What is needed:
Write out, precisely and in full, each line of the material.

Rows from a pointing dataset

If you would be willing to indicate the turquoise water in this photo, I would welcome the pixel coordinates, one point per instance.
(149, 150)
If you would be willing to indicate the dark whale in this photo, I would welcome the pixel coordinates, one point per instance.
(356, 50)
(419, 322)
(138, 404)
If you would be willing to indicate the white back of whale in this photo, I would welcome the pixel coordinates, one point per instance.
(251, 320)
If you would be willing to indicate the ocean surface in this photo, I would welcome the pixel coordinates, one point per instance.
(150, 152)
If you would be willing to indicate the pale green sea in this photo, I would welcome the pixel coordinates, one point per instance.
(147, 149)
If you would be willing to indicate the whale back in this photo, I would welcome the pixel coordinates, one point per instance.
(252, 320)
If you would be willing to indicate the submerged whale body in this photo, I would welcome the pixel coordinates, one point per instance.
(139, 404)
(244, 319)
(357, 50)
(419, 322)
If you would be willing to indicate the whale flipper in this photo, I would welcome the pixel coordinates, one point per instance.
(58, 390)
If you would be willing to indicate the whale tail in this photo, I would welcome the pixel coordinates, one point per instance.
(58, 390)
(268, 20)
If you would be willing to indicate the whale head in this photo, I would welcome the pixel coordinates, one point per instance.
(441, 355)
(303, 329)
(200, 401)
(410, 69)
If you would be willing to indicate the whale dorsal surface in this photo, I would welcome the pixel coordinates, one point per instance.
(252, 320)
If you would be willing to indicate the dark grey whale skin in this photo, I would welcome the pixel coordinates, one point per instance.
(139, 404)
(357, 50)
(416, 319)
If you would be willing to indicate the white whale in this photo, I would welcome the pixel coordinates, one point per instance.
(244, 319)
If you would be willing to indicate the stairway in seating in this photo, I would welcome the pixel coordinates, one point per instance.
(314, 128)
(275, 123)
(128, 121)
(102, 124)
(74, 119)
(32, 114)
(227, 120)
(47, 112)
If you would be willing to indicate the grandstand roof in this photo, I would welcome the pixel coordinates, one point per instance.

Output:
If you would be willing to indicate the turquoise water in this photo, I would welcome the pixel coordinates, one point per instance.
(149, 150)
If you would be willing to indicate the dark whale in this photo, I would welcome the pixel coordinates, one point per instance.
(356, 50)
(419, 322)
(138, 404)
If you would be willing to indicate the white back of whale in this photo, I would welcome the pixel coordinates, one point per instance.
(251, 320)
If you would be willing to indicate the ocean surface in this photo, I would welcome the pixel coordinates, one point per instance.
(150, 152)
If you would be willing to indicate the pale green sea in this photo, I would welcome the pixel coordinates, one point per instance.
(147, 149)
If you would be willing to indicate the whale back in this photo, I would welcome the pixel coordinates, one point per instance.
(252, 320)
If you would be willing to indicate the submerged whale body in this photo, I would welcome the pixel coordinates, one point per instance.
(139, 404)
(244, 319)
(357, 50)
(419, 322)
If you would be willing to indicate the whale flipper in this photo, I would welcome the pixel coordinates, one point per instance.
(58, 390)
If you would be willing to indicate the whale tail in this photo, I would welcome the pixel coordinates, one point per instance.
(58, 390)
(268, 20)
If you would be willing to indicate the whale head in this photo, I would welcome the pixel coordinates, one point per instance.
(441, 355)
(303, 329)
(200, 401)
(410, 69)
If you would be willing to indicate the whale dorsal surface in this photo, I would welcome the pixel coordinates, one point per instance.
(252, 320)
If you would be willing to indicate the dark grey whale skin in this photo, I would welcome the pixel coordinates, one point per instance.
(139, 404)
(357, 50)
(416, 319)
If you would be willing to indicate the white whale in this photo, I would welcome the pixel coordinates, one point per instance.
(244, 319)
If you would be willing to indicate the stairway in seating in this photo, I would welcome the pixel coordinates, one point per instance.
(314, 128)
(275, 123)
(128, 121)
(102, 124)
(74, 119)
(32, 114)
(227, 120)
(47, 112)
If you would be willing to indicate the grandstand roof in this photo, I would welcome the pixel coordinates, one point per instance.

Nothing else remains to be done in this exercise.